- **WHAT THIS TASK INVOLVES**: Whenever the string "pole" appears in a line below, please copy the line out.

- **INPUT**:
.....
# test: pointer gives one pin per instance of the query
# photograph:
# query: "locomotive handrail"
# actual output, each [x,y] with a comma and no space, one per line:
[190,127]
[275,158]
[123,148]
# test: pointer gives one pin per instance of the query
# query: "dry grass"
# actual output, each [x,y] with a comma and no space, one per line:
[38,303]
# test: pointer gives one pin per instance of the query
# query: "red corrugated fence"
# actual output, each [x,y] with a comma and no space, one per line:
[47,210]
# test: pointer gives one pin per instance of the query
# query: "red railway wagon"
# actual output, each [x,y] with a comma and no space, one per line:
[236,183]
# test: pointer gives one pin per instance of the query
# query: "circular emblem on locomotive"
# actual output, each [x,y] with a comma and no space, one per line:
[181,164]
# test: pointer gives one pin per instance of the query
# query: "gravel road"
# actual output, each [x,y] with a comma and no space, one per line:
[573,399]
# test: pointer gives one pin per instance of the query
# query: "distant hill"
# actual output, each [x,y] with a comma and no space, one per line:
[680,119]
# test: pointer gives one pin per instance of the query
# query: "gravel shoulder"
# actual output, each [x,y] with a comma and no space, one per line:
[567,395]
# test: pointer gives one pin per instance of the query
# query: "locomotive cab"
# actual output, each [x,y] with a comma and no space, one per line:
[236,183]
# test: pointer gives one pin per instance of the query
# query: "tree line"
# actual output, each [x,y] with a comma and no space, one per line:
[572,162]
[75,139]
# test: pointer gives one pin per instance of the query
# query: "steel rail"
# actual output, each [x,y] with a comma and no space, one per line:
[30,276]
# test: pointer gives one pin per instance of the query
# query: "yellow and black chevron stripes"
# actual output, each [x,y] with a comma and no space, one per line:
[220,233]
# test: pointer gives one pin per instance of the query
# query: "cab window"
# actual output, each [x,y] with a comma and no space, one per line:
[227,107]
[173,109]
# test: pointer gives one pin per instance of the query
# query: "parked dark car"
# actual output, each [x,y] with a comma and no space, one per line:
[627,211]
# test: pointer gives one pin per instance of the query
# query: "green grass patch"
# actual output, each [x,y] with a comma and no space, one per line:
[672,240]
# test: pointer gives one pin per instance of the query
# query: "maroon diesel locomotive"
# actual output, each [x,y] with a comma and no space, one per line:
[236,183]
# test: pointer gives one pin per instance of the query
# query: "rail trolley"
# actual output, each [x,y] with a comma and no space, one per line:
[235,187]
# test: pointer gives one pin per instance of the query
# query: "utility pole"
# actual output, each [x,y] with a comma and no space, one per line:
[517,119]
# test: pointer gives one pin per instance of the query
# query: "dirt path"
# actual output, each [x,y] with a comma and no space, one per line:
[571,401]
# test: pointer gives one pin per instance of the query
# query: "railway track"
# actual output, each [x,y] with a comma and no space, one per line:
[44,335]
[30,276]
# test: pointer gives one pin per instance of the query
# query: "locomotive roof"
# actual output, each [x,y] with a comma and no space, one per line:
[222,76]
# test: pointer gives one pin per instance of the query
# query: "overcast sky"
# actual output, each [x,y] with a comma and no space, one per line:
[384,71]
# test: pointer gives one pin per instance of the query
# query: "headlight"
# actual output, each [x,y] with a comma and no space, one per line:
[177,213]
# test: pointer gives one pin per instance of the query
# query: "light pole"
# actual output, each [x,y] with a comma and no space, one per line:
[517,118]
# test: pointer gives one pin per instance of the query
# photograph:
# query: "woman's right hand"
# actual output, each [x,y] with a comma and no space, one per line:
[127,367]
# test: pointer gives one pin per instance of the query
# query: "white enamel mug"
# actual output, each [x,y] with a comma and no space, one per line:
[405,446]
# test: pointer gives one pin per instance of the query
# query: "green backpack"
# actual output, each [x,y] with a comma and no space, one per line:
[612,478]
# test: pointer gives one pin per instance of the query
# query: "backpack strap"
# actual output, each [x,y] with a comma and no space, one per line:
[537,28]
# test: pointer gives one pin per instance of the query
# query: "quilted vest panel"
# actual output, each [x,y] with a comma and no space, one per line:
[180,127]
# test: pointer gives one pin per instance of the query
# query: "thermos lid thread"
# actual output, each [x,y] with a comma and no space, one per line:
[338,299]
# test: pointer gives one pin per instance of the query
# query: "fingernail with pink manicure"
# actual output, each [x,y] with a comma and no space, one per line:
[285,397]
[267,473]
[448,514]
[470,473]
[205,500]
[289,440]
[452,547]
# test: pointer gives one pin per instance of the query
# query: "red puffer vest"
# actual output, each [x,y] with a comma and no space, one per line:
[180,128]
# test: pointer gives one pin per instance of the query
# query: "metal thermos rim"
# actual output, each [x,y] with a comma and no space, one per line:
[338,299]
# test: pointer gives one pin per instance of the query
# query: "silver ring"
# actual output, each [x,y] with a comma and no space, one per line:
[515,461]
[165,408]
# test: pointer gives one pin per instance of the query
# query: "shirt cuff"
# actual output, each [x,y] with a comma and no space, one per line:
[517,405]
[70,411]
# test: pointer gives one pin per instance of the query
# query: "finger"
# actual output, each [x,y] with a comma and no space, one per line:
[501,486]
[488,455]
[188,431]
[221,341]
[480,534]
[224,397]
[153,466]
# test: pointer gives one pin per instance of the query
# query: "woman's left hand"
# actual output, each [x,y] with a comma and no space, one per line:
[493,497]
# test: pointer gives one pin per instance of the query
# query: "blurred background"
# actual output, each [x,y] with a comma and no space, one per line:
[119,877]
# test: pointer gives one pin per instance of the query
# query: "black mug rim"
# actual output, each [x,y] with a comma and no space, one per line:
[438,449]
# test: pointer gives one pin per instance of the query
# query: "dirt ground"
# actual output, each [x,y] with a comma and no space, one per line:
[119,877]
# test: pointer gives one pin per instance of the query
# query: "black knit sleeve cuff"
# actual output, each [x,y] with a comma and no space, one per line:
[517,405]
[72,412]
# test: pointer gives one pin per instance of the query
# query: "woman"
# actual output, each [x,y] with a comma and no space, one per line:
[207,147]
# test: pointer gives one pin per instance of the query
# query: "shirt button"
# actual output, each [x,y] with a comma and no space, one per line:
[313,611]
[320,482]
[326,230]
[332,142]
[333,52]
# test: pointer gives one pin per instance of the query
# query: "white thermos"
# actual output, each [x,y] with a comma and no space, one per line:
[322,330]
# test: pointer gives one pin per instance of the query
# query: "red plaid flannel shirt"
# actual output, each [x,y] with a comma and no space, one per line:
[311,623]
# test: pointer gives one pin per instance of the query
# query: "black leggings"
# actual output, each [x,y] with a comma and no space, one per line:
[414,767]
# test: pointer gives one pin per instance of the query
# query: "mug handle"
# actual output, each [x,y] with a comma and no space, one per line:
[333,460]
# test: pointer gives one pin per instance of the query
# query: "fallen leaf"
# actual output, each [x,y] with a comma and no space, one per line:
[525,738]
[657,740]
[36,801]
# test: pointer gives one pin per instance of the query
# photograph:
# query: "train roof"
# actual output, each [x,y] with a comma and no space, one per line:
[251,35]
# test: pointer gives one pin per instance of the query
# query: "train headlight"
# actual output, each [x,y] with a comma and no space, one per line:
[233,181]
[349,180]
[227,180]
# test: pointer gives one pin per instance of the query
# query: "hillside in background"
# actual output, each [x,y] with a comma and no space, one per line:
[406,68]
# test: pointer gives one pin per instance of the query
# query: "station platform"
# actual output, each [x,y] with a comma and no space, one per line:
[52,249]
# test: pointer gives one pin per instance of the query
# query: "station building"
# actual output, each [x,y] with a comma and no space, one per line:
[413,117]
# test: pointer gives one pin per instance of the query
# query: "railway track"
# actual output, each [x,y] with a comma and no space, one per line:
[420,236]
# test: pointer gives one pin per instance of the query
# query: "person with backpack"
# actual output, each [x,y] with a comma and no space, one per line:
.....
- **TASK SOLUTION**:
# query: "utility pole"
# query: "light pole"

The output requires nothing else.